**Work item:** Pick up the text on solar panel system components after its last sentence and keep writing it.

**Text:**
————

Components of a Solar Panel System
Each component of a solar electric system works to help convert the energy of sunlight into the type of energy that will run the electronic devices found in our homes.
The electricity that comes out of the outlets in our homes is alternating current (AC). Alternating current is needed to maintain the force of the electricity after it travels the long distance from the power plant to your home. The electrical units in our home are designed to operate on AC current.
However, the electricity generated by solar cells in a solar panel is in the form of direct current (DC). Direct current does not have as much force as alternating current but the distance from your roof to your appliances is short. Therefore, this form of electricity can be used to power a home or business.
Nevertheless, your electronic devices still need alternating current in order to work. So the solar electric system must convert the direct current, which is put out by the solar panels, into alternating current in order for your lights, computers, TVs, etc. to work.

————

**Provided material:**
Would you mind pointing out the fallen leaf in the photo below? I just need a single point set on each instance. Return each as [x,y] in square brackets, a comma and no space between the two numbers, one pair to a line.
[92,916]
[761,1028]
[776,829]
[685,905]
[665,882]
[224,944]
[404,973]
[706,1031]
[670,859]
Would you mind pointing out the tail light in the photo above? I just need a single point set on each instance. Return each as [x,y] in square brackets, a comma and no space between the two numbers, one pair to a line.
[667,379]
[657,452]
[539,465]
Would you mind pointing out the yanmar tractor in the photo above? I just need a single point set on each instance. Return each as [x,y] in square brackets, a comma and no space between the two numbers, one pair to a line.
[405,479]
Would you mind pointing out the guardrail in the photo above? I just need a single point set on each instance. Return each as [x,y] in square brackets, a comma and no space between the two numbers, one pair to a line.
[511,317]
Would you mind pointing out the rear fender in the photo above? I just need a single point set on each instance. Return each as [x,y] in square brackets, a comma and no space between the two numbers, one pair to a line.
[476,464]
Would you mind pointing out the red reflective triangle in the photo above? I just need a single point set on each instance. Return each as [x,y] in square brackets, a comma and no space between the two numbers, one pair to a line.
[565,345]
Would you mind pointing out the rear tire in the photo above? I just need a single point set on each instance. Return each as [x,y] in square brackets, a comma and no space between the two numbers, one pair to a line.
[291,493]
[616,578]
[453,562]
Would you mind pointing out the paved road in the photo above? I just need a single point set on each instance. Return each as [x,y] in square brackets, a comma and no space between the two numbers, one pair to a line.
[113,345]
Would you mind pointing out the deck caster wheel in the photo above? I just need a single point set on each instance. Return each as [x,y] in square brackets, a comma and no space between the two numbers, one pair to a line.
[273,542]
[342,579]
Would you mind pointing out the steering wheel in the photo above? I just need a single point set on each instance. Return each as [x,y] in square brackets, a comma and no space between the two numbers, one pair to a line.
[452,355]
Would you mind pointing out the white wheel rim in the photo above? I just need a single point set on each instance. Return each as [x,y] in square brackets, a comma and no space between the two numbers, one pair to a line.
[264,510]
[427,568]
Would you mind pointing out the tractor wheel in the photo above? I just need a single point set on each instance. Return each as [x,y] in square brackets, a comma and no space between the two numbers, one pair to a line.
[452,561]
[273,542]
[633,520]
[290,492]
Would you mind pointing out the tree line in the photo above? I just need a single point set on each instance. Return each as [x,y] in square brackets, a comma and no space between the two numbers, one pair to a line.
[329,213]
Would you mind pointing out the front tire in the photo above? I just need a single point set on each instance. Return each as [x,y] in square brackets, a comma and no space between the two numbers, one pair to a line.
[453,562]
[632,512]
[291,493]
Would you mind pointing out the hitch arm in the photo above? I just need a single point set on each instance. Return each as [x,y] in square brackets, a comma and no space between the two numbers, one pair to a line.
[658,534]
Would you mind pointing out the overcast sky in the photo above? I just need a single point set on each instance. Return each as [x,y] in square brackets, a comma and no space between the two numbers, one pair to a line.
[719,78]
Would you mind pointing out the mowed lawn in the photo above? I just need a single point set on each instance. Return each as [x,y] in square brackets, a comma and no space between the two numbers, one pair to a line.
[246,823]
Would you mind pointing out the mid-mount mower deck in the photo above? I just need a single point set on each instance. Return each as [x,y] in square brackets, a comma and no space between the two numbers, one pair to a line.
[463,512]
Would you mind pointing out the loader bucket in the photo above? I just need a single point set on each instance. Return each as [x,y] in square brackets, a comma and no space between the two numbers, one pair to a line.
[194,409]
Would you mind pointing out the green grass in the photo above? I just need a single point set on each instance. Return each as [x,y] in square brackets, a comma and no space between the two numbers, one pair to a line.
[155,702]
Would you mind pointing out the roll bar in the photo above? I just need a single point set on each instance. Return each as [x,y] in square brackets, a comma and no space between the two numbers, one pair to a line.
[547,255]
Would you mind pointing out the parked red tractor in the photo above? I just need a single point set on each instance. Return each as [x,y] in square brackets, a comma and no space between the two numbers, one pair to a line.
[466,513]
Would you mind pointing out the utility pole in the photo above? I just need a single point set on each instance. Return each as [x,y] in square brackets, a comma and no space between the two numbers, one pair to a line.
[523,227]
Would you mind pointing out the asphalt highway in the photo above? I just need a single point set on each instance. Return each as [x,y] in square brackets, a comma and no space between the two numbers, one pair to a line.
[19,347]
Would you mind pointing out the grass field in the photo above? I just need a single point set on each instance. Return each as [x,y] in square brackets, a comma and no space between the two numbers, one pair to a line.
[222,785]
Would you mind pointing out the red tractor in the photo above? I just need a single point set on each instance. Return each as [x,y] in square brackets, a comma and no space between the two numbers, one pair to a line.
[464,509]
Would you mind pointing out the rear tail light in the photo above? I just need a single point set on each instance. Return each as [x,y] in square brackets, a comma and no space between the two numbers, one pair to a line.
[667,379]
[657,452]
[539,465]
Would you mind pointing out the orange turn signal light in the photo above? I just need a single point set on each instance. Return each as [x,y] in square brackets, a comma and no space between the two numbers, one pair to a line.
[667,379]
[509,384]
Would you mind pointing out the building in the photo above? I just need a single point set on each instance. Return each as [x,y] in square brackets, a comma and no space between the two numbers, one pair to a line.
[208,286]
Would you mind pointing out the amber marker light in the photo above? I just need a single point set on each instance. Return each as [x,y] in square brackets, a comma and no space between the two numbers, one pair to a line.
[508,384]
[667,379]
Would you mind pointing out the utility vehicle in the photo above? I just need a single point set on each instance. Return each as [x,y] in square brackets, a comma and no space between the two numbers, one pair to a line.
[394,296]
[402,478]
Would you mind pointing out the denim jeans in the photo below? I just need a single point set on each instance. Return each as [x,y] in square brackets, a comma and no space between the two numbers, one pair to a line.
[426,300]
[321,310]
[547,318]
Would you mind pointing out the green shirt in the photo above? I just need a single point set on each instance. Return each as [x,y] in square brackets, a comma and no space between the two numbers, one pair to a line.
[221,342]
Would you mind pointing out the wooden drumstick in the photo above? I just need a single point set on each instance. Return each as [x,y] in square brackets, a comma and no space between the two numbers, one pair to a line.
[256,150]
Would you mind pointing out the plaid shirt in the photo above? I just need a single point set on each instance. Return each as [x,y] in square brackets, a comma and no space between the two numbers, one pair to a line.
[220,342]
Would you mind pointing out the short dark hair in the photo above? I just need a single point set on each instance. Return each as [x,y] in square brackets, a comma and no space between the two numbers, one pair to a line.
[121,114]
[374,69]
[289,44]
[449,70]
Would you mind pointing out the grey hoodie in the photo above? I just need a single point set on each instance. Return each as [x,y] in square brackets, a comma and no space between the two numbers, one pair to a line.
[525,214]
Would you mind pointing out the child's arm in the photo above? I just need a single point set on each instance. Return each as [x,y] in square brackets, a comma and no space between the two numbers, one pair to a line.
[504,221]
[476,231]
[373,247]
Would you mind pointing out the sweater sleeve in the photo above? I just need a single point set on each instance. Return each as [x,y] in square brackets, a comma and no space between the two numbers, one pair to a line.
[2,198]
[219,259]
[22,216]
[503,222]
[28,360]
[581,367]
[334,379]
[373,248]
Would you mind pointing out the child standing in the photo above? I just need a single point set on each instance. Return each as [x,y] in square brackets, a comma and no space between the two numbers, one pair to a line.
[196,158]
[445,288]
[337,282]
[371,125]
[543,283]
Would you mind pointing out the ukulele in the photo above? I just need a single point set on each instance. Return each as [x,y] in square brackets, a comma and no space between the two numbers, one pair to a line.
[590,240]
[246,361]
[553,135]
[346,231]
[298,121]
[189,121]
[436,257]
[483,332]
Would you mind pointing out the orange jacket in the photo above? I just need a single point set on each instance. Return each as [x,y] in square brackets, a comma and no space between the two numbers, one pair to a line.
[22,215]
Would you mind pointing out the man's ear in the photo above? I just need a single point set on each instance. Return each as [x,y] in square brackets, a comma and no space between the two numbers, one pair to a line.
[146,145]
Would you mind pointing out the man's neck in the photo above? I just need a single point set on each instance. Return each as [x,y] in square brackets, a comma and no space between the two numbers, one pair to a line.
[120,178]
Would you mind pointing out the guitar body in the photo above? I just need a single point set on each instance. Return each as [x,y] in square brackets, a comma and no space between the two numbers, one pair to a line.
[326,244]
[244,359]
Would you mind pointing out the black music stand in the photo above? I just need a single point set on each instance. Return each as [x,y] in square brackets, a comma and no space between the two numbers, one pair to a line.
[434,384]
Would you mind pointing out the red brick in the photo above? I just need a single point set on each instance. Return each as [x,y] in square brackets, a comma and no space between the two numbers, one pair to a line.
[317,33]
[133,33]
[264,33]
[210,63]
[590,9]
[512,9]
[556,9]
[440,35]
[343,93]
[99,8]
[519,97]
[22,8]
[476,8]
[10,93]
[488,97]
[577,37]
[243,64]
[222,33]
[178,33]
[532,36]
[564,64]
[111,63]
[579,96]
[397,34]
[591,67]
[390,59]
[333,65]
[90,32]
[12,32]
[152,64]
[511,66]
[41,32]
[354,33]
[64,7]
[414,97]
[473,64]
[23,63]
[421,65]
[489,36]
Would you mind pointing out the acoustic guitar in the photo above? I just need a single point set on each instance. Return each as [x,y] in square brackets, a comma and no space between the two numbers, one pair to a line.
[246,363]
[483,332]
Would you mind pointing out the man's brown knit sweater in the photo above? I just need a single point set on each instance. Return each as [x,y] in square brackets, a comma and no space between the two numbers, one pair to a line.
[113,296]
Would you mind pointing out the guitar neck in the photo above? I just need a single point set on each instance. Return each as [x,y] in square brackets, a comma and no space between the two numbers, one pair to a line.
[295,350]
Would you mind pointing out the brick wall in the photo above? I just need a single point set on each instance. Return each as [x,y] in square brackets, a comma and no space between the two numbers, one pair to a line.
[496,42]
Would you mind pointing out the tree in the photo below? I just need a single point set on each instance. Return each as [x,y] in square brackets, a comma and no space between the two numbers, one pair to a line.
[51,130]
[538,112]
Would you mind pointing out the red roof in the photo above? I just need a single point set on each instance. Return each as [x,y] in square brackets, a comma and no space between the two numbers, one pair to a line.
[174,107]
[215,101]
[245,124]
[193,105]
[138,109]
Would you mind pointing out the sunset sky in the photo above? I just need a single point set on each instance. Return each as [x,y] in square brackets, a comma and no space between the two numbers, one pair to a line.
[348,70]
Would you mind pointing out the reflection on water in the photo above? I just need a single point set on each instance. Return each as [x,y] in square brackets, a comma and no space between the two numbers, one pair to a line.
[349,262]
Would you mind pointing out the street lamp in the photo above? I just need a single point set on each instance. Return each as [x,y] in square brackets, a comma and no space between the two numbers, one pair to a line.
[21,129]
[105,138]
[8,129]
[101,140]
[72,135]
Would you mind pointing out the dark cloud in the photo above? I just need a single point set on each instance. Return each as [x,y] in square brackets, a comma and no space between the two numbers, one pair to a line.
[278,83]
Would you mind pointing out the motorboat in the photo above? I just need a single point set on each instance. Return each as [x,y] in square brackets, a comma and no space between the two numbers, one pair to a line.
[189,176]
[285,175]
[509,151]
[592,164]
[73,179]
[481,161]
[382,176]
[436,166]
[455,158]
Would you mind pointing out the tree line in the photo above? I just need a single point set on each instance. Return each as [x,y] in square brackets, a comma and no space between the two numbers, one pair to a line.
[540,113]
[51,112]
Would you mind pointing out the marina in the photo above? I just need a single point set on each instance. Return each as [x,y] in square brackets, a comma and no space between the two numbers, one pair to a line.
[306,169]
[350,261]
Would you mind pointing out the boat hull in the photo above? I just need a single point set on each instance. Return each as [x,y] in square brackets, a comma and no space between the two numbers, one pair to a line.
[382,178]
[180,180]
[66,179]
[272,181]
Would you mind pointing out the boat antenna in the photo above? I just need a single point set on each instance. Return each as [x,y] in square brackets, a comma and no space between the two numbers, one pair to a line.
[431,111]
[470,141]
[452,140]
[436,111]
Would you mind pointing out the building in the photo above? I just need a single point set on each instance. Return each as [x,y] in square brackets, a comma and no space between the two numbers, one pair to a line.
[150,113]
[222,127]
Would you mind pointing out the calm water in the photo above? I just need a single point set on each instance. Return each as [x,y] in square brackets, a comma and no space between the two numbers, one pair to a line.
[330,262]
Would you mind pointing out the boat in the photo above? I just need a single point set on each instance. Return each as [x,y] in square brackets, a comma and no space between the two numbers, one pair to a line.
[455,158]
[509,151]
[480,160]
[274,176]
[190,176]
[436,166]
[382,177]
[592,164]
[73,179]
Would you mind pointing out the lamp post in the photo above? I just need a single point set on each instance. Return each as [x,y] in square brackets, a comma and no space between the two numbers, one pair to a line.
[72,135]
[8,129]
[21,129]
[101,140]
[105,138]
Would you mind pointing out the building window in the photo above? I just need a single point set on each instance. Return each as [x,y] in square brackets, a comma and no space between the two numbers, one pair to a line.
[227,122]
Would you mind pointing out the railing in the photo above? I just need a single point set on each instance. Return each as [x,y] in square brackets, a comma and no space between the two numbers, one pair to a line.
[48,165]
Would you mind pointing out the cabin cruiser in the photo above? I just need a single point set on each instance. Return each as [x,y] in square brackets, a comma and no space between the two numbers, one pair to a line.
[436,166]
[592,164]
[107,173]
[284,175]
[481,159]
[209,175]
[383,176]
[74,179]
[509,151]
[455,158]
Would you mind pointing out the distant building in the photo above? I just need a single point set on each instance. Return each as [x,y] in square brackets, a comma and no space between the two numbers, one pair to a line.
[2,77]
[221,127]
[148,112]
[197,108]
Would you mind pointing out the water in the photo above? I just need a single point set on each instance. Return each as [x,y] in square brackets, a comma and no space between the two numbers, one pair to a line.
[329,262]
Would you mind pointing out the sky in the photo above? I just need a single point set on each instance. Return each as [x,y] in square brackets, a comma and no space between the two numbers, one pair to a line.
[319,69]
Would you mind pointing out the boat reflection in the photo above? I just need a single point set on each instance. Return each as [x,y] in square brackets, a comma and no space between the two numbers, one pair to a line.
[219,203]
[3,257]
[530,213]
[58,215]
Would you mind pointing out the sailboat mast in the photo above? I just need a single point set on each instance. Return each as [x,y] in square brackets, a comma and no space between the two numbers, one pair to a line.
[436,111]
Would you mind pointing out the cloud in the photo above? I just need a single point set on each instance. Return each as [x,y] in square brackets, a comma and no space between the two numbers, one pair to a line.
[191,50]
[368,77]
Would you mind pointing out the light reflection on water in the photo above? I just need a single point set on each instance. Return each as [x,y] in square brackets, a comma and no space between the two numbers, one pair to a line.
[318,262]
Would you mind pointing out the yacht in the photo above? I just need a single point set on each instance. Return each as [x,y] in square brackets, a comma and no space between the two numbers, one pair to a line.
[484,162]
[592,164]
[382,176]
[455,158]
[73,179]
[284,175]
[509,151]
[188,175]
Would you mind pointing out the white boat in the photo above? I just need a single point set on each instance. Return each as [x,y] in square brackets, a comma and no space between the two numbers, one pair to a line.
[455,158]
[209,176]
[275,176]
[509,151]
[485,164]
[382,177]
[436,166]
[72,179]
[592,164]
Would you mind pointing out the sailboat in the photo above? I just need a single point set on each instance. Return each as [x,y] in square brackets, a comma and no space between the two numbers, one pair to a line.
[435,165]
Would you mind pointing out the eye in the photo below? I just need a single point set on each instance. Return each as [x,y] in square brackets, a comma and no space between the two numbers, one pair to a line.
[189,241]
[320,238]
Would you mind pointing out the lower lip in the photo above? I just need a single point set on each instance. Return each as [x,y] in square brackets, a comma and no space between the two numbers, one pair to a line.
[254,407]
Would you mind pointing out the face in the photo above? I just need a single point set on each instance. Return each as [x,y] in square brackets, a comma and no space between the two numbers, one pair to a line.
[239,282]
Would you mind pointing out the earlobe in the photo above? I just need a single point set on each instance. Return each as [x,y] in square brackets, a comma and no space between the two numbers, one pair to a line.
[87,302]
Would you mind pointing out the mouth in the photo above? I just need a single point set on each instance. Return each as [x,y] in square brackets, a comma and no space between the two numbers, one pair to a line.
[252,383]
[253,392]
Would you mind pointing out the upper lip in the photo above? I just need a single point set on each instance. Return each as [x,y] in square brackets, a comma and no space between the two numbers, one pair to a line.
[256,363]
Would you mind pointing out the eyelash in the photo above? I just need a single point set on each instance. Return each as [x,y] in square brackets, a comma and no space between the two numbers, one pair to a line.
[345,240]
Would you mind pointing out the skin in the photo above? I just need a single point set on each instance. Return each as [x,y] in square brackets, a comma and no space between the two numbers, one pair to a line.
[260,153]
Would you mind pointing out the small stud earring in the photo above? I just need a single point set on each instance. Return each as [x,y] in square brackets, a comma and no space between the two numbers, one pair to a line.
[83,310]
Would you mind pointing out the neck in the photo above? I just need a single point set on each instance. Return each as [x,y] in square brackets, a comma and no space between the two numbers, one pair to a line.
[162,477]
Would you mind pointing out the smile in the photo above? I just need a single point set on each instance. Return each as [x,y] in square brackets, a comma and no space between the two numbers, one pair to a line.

————

**Final answer:**
Technically, the sun is the first component of the solar electric system. This is the source of the energy that will be converted to the type of power we need.
When the sun is behind a cloud, little or no energy is available to the system. At night, of course, your energy source is on the other side of the world. However, a properly configured solar electric system takes this into account and will provide your home with the power it needs even on gray days and during the night.
Inside every solar panel are hundreds of little solar cells that chemically turn energy from sunlight rays into a small amount of electricity. Each cell contributes to the whole until enough electricity is generated to be of use to the home or business owner.
Fewer solar panels are needed to run a few appliances in a small home than are need to run a large home or business. This is why you sometimes see a small bank of eight or ten solar panels. Whereas at other times, there are dozens or even hundreds of panels. It all depends on how much electricity is needed in a particular situation.
Solar panels must be secure so that wind and snow do not move them away from facing the sun. A stationary mounting system, designed especially for the size of solar panels being used, fastens the panels to the roof or a platform on the ground.
A more sophisticated mounting system is capable of turning slowly, following the sun as it moves across the sky. This allows each solar cell to absorb the maximum amount of sunlight, thereby optimizing the panels’ electricity output.
The charge controller’s function is to regulate the amount of electricity moving forward through the solar electric system.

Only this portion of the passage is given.